_Records provided_
——————

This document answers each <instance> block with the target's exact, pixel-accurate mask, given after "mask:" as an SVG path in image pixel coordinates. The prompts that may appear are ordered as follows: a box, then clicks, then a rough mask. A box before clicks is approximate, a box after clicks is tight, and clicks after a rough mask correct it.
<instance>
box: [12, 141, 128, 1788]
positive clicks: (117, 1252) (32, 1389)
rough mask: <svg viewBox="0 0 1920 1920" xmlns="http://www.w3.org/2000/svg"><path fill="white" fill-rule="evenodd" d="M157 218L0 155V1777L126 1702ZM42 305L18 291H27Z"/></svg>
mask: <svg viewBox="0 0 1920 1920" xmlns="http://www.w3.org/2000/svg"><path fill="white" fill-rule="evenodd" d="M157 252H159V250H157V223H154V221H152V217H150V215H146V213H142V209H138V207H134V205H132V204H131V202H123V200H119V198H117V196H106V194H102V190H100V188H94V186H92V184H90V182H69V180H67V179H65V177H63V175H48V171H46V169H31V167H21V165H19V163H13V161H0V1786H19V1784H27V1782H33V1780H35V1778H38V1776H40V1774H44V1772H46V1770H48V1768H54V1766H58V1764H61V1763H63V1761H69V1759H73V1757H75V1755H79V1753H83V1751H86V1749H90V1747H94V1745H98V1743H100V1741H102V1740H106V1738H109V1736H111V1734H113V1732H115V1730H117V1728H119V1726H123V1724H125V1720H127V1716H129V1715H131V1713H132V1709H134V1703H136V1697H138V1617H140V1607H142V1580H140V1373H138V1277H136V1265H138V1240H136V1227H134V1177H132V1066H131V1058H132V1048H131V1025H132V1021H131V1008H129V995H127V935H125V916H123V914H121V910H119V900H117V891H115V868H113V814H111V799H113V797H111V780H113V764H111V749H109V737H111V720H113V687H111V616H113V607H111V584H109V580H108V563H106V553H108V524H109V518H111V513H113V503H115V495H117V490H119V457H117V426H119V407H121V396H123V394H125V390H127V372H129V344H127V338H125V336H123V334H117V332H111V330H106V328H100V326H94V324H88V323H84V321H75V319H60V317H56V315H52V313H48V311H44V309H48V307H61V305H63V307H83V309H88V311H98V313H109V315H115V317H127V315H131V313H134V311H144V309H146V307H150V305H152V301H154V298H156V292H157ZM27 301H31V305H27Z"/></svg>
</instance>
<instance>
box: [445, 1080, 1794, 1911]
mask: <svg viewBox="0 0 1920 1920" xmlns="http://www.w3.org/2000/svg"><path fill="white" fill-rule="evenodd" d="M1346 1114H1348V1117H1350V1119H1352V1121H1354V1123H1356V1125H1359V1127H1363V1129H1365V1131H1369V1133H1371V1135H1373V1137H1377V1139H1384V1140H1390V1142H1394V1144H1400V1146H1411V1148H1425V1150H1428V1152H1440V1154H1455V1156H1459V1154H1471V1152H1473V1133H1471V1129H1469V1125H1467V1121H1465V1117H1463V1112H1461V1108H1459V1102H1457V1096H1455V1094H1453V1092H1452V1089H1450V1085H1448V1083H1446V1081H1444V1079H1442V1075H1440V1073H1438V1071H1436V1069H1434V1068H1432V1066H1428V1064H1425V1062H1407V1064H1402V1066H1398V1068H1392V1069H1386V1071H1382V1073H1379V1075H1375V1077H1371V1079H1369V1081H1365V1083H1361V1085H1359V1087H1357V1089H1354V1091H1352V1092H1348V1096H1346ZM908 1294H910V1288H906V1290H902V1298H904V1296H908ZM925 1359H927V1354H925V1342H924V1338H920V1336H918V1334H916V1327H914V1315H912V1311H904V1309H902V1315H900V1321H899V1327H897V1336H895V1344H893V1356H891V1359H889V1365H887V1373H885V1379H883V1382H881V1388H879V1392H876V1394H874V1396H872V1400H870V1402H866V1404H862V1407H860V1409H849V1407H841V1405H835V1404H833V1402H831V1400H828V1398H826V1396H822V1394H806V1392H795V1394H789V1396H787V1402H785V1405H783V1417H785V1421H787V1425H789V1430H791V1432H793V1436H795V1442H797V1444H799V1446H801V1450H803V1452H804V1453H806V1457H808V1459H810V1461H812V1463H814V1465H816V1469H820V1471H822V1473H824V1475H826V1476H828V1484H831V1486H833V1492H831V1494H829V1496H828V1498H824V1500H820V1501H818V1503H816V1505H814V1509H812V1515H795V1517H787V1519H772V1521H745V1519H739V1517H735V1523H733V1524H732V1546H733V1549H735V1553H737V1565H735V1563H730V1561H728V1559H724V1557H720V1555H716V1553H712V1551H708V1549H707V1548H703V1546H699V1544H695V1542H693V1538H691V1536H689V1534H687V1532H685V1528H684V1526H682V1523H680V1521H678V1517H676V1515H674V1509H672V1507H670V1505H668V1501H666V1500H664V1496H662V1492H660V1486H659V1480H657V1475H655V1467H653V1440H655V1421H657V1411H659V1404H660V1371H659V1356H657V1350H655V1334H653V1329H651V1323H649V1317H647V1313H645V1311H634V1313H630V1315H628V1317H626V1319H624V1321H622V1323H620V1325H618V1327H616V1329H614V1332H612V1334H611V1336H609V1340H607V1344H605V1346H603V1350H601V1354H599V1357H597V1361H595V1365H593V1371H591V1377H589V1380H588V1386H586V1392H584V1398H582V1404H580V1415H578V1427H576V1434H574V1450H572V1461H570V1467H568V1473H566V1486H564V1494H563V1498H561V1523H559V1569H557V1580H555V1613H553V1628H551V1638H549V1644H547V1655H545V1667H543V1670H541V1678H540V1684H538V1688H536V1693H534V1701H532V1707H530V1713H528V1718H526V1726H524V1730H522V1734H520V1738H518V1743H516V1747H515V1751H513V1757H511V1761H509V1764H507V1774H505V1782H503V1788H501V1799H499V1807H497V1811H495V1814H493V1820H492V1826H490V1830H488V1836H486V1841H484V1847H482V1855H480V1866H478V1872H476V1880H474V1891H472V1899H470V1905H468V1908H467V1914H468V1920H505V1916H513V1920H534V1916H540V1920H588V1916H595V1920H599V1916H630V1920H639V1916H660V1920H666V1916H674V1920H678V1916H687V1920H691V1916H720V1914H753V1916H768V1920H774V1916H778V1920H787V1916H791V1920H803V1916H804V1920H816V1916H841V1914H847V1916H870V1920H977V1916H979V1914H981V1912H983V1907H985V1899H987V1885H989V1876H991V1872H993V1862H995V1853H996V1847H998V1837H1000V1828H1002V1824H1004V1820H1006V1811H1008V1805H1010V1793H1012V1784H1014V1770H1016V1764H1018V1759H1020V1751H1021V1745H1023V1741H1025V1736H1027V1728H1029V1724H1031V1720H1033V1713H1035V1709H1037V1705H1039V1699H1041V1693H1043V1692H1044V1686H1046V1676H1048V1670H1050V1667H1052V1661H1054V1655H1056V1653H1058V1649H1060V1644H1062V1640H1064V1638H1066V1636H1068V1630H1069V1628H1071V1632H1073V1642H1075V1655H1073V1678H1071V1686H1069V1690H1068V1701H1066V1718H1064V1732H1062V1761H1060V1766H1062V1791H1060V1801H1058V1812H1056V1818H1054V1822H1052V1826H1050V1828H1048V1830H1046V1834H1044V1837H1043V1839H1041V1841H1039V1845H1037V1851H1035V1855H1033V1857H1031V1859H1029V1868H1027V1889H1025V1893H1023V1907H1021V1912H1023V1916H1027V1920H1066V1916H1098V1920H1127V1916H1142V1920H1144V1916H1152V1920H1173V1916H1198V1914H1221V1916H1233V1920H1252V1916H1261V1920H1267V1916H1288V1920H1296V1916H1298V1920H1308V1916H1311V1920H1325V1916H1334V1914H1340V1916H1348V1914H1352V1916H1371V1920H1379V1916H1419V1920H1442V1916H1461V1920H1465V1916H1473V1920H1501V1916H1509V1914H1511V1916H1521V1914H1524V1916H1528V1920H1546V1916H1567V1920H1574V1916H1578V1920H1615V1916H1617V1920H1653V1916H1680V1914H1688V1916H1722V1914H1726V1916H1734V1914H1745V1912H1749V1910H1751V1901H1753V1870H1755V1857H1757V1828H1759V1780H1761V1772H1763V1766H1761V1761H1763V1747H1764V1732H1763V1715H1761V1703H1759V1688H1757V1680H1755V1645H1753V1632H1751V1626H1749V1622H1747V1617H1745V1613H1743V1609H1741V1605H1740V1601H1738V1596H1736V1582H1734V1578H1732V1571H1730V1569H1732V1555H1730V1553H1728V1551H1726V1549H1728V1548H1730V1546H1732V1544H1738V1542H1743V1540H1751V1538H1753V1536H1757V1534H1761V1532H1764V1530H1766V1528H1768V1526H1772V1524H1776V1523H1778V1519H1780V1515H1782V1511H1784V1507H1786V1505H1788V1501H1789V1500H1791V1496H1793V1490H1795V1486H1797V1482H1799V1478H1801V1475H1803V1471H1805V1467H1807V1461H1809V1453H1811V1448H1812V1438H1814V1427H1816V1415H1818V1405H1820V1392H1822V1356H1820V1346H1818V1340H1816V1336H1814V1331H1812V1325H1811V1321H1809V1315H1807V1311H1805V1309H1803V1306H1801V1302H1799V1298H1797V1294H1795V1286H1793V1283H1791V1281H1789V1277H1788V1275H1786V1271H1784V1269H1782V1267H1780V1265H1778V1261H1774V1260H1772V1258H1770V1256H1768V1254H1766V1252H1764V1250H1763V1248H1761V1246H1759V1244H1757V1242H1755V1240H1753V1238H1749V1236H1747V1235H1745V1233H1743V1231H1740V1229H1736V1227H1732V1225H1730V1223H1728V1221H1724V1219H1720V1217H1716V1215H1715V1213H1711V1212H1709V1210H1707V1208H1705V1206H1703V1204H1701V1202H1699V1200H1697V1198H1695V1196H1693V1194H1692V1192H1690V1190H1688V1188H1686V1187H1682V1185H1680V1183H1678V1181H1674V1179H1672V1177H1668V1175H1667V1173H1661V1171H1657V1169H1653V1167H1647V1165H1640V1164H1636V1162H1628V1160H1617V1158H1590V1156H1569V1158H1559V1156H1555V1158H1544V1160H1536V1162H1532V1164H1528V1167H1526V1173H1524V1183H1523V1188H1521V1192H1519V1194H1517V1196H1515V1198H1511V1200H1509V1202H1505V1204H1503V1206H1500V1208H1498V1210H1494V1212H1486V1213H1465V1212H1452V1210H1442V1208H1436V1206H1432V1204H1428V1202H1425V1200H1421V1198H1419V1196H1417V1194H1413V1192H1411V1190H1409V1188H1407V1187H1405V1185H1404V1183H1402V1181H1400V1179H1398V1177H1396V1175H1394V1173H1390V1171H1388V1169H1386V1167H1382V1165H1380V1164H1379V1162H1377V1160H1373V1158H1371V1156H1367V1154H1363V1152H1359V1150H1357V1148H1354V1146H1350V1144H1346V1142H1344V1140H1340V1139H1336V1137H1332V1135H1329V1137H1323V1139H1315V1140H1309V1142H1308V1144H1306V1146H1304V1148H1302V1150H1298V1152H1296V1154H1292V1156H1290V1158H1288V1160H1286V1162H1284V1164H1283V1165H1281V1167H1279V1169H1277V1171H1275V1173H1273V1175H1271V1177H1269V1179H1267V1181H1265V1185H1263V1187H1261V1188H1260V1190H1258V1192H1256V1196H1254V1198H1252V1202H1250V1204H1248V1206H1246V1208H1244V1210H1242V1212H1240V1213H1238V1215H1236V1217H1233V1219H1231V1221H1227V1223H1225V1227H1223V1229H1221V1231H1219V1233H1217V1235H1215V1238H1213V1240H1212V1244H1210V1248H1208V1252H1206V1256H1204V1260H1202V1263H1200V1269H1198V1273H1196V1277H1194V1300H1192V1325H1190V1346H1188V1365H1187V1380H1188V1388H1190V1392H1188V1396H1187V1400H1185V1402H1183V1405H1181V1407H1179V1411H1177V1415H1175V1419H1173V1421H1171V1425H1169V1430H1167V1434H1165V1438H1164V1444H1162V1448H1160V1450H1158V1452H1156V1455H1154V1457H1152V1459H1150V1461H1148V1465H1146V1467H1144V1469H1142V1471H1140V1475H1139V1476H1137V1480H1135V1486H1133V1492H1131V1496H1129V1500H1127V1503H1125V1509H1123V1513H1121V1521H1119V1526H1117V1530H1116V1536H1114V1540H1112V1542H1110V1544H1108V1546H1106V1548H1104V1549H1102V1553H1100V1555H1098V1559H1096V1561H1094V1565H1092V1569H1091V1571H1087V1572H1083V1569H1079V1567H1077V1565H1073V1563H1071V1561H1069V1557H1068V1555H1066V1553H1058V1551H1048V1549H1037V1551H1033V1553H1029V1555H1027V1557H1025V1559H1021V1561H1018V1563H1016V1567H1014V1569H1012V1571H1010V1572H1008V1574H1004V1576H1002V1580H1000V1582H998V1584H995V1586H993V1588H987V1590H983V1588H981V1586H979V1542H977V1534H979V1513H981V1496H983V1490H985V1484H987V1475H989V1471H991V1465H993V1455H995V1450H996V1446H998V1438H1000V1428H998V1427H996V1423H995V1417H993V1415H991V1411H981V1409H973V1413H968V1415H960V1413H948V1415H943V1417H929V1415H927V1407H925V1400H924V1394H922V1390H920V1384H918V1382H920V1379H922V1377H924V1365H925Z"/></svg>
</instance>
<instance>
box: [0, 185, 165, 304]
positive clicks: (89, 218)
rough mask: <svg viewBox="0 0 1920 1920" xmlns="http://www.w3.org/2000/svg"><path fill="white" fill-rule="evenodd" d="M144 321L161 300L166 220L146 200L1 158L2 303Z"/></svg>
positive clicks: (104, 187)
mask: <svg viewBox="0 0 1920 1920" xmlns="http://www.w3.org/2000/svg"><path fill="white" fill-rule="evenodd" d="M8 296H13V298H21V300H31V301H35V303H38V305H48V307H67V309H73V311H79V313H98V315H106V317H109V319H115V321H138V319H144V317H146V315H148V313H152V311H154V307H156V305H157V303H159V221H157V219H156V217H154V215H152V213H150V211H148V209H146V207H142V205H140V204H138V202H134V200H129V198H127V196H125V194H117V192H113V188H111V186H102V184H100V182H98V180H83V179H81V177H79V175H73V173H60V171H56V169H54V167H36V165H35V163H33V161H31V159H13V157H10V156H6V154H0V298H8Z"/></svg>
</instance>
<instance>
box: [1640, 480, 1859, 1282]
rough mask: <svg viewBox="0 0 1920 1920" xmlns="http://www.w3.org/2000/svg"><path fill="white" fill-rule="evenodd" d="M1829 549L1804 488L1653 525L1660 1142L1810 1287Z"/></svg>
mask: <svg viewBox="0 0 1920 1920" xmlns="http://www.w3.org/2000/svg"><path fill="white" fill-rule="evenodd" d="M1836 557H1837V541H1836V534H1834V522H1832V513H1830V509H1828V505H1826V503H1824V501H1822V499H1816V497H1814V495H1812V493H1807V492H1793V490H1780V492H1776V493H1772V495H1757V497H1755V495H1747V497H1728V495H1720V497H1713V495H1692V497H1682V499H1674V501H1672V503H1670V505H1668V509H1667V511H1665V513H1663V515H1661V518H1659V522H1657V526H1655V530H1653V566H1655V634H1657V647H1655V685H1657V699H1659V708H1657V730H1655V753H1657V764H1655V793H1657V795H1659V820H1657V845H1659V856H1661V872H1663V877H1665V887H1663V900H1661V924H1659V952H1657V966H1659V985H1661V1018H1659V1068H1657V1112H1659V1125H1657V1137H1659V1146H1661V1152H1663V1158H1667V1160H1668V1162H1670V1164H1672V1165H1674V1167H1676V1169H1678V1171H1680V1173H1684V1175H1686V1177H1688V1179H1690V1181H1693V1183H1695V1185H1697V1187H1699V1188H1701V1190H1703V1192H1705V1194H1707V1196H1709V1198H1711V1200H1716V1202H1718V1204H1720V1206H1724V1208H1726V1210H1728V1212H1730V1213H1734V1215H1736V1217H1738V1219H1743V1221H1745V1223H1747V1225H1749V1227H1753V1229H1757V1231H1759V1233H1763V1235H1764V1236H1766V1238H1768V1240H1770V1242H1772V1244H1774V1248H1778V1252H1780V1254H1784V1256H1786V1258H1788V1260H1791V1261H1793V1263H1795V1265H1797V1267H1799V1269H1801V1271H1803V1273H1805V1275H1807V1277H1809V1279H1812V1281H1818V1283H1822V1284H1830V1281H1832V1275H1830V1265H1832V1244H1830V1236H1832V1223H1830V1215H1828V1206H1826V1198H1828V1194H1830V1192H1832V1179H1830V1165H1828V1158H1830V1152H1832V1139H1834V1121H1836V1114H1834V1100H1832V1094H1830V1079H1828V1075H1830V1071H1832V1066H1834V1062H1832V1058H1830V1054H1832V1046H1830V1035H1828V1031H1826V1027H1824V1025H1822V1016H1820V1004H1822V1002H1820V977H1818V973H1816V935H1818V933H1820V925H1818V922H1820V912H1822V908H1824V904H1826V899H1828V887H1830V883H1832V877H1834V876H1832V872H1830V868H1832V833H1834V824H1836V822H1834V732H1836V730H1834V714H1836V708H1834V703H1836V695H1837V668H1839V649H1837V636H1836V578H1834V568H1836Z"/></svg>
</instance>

——————

Pull out all lines in the data above that include "clicks".

This document answers each <instance> block with the target's exact, pixel-accurate mask, given after "mask:" as an SVG path in image pixel coordinates. The prompts that may appear are ordered as follows: a box, then clicks, then a rough mask. A box before clicks is approximate, a box after clicks is tight, and clicks after a rough mask correct it.
positive clicks: (117, 1252) (32, 1389)
positive clicks: (89, 218)
positive clicks: (104, 187)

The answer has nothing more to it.